Prompt
Reproduce exactly the lines beginning with the line that contains "man in dark shirt -> outlines" and ending at the final line of the material below.

Recorded data
━━━━━━━━━━━━━━━━━━━━

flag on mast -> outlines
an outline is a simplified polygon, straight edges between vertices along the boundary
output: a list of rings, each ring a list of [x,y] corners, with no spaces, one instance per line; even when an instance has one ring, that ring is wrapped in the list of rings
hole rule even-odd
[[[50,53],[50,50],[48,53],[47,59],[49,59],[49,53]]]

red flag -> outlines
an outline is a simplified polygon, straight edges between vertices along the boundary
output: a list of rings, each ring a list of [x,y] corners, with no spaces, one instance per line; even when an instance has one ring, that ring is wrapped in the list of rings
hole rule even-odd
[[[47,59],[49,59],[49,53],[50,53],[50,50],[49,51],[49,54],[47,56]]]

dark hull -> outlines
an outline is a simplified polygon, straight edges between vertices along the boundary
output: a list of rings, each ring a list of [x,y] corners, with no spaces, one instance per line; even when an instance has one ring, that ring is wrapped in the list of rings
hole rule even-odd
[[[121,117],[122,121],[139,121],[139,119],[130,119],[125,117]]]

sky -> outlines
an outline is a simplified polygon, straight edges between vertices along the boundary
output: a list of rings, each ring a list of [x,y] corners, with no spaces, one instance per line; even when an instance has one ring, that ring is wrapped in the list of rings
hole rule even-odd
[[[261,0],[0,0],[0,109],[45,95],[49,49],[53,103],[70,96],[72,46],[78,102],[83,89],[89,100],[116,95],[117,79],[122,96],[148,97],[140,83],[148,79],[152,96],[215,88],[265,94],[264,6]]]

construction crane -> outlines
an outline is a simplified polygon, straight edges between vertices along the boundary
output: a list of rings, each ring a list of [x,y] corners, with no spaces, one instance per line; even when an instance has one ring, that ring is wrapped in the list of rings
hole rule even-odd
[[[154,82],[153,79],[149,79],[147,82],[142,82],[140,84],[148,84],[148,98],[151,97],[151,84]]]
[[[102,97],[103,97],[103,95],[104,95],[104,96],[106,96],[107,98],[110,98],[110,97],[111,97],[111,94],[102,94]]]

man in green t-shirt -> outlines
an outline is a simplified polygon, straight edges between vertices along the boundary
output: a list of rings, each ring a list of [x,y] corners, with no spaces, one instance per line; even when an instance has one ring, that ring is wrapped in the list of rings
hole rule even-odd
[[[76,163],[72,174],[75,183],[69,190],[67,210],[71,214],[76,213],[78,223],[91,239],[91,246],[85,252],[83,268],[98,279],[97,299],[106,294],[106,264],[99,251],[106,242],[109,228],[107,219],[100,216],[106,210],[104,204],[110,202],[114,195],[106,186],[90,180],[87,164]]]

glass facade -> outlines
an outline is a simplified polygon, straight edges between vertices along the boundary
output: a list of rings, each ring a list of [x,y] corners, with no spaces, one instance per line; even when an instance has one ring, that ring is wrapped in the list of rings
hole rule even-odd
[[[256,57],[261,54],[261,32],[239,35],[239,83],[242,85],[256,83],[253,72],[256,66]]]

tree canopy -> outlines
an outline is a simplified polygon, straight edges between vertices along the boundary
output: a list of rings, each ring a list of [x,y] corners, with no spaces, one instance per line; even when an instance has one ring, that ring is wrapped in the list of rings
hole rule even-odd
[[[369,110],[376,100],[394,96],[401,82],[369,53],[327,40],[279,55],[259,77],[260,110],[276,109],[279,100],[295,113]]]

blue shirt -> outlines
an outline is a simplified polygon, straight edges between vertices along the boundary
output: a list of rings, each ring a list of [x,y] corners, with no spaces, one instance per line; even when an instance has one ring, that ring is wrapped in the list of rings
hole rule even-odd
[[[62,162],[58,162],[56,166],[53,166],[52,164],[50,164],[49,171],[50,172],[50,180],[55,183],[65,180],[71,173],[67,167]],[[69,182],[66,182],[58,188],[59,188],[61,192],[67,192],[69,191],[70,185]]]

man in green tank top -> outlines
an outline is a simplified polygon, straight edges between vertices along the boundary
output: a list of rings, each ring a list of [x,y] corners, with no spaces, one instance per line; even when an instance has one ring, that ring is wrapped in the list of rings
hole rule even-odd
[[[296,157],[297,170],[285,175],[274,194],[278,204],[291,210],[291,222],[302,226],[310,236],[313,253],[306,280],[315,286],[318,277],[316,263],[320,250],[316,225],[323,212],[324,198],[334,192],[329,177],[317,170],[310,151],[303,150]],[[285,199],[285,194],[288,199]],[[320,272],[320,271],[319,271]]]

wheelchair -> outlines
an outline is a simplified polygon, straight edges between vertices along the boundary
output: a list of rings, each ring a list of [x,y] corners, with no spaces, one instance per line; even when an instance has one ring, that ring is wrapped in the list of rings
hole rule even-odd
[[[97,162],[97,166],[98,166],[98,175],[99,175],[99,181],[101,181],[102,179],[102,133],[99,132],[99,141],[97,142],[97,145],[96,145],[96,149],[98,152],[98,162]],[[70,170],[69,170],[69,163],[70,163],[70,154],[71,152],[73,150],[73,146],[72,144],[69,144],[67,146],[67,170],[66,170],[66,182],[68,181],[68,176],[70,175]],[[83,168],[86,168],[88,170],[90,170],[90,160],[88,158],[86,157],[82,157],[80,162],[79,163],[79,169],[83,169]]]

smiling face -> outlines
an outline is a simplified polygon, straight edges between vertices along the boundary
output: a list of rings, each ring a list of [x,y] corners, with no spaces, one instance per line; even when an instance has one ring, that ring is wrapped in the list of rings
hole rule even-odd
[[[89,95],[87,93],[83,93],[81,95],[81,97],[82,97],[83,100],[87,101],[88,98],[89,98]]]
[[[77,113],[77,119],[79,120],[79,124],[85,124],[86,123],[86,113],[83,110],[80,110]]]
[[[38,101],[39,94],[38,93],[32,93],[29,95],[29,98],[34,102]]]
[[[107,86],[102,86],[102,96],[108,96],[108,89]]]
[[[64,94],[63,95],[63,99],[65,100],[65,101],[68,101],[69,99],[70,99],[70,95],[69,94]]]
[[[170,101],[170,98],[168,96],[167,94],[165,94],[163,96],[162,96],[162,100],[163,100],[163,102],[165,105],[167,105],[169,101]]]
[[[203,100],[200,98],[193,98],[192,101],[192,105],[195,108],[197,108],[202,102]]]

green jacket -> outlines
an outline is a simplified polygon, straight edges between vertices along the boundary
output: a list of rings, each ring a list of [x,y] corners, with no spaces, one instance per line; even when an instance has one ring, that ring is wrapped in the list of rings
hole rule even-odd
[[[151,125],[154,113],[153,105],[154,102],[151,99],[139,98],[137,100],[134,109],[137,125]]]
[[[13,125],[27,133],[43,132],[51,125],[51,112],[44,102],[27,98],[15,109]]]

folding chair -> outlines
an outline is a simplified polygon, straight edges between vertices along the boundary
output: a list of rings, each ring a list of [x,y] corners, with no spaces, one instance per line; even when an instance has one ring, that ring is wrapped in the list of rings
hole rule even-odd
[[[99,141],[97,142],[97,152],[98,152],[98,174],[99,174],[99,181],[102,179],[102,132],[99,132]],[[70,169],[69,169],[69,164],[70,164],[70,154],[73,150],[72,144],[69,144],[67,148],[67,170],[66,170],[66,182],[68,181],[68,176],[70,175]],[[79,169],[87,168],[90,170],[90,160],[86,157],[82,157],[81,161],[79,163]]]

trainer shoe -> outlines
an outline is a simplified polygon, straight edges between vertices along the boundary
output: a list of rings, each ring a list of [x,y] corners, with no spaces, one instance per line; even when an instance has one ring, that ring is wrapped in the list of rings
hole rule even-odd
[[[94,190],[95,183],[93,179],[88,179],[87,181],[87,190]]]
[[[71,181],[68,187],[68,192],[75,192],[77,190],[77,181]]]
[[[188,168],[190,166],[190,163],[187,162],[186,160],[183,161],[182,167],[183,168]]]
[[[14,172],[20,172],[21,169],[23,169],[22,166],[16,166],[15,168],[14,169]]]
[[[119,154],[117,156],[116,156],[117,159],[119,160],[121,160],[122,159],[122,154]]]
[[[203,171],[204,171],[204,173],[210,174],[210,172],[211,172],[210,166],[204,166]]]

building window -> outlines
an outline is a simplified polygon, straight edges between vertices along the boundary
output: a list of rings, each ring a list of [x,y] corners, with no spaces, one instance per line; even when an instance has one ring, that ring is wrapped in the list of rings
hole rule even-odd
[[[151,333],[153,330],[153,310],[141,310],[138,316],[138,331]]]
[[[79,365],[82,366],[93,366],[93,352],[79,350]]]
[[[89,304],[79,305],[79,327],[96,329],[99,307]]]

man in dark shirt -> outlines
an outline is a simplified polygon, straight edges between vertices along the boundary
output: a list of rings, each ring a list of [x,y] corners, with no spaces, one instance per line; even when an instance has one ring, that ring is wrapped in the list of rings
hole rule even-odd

━━━━━━━━━━━━━━━━━━━━

Finished exercise
man in dark shirt -> outlines
an outline is a simplified polygon, straight edges between vertices along the boundary
output: a list of rings, each ring a list of [x,y] corners, with no spaces, one instance per line; even when an instance has one ring, that ring is wrapped in the list of rings
hole rule even-odd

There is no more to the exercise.